** begin **

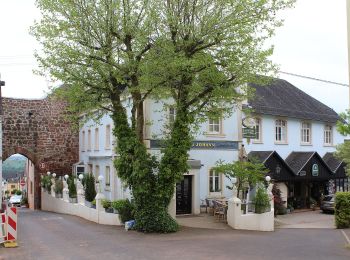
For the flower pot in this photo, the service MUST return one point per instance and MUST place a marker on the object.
(88, 204)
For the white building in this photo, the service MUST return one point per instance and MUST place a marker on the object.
(281, 127)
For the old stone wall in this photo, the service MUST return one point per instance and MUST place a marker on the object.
(37, 129)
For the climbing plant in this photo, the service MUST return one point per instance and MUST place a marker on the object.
(198, 54)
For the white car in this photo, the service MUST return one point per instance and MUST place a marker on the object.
(15, 200)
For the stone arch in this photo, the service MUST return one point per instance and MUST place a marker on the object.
(39, 130)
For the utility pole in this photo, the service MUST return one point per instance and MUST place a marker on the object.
(2, 83)
(348, 32)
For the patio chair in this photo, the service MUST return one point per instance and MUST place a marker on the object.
(220, 210)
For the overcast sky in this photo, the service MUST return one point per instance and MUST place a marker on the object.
(312, 42)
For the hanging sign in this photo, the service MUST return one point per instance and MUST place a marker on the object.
(315, 169)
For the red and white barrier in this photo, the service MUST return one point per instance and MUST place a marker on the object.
(12, 224)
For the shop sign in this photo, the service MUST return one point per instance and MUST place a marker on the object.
(249, 133)
(315, 169)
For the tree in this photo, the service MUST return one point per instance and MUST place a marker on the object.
(198, 53)
(343, 150)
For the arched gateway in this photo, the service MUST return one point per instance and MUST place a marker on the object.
(37, 129)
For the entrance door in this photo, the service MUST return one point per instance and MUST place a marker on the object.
(184, 196)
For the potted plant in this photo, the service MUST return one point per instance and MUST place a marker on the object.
(58, 188)
(89, 189)
(107, 205)
(72, 190)
(125, 209)
(261, 201)
(24, 202)
(313, 203)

** end **

Give the records from the line containing "For the tree" through the end of the records, both ends included, as a two-column CSV with the columns text and answer. Use one row per record and put each value in its own quoted field, with line breaks turned into spaces.

* [CORRECT ANSWER]:
text,answer
"For the tree in this photo, the service MUST return one point per instance and MUST place a marker on the object.","(198, 53) (343, 150)"
"For the arched gateway in this photo, the service MUST return one point per instance and MUST place a marker on the object.","(37, 129)"
"For the entrance door in this photo, the service MUST return one point per instance and MUST place a marker on the object.","(184, 196)"
"For the potted plant in this photo, the service MUST return one point per instance and MUST place a marker on the object.","(58, 188) (89, 189) (107, 205) (72, 190) (125, 209) (261, 201) (24, 202) (313, 203)"